======== PROVIDED MATERIAL ========
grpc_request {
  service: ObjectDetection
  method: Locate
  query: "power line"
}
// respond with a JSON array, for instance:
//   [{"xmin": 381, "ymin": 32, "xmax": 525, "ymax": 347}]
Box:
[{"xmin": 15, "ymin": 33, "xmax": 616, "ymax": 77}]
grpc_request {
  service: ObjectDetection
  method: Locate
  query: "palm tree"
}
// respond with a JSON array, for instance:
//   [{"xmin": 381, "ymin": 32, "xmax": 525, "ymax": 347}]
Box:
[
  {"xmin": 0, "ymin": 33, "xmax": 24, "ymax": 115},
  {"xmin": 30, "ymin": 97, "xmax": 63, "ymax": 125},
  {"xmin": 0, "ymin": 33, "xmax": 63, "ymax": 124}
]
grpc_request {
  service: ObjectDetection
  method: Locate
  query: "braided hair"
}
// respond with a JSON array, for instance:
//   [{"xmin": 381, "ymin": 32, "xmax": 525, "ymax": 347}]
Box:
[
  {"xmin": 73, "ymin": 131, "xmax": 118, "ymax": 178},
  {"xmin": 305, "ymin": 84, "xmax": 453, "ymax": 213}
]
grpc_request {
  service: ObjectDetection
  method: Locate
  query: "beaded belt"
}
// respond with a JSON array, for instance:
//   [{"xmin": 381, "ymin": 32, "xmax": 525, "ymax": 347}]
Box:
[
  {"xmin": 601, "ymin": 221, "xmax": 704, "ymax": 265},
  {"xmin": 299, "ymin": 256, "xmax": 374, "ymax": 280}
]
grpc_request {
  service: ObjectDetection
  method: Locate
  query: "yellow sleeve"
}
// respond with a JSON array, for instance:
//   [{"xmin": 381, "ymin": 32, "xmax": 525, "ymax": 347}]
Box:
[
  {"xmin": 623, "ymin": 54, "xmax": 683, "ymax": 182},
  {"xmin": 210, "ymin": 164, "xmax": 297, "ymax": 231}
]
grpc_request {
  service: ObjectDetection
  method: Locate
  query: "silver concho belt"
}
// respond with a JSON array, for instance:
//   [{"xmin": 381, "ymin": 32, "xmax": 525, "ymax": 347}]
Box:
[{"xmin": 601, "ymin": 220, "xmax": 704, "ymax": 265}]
========
List every line of the material above that contains the string "belt".

→ **TASK RESULT**:
  query: "beaded belt"
  query: "silver concho belt"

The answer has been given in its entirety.